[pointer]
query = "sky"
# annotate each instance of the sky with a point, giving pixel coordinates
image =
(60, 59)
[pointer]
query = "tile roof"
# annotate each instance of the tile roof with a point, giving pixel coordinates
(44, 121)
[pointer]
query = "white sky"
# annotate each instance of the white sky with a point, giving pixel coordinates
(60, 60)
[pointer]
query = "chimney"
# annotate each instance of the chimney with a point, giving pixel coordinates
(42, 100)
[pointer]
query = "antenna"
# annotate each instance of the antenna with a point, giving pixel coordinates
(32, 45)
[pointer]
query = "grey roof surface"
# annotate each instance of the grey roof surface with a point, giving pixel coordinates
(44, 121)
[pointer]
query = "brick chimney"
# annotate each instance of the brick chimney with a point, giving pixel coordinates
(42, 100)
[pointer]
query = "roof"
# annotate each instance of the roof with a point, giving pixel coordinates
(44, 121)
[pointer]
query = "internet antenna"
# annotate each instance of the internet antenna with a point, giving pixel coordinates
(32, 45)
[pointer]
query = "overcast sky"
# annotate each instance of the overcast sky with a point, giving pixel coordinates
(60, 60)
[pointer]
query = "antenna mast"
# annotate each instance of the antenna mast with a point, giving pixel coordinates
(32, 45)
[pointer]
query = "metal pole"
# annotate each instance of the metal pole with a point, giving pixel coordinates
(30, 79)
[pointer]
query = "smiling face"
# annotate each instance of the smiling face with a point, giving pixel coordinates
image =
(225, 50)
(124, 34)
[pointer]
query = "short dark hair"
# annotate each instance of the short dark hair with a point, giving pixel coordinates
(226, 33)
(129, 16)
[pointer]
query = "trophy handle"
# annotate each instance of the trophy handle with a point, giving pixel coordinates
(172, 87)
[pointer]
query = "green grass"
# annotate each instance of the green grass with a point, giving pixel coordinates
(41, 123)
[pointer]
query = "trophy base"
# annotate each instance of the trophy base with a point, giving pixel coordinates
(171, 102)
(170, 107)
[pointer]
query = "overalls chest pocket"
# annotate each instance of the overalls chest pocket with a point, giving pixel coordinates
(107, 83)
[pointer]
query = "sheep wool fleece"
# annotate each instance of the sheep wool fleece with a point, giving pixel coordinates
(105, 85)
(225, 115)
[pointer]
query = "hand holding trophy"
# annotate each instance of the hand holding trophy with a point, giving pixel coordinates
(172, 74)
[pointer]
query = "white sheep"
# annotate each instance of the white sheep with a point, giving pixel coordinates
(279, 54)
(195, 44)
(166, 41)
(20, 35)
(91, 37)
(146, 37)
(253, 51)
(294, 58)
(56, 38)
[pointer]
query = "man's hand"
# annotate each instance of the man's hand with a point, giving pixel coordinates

+++++

**INSTRUCTIONS TO FOLLOW:** Copy out every line of the data in which the word "smiling" is found.

**EXPECTED ANSWER:**
query = "smiling face"
# annotate each instance of the smiling face with a point, giving pixel coordinates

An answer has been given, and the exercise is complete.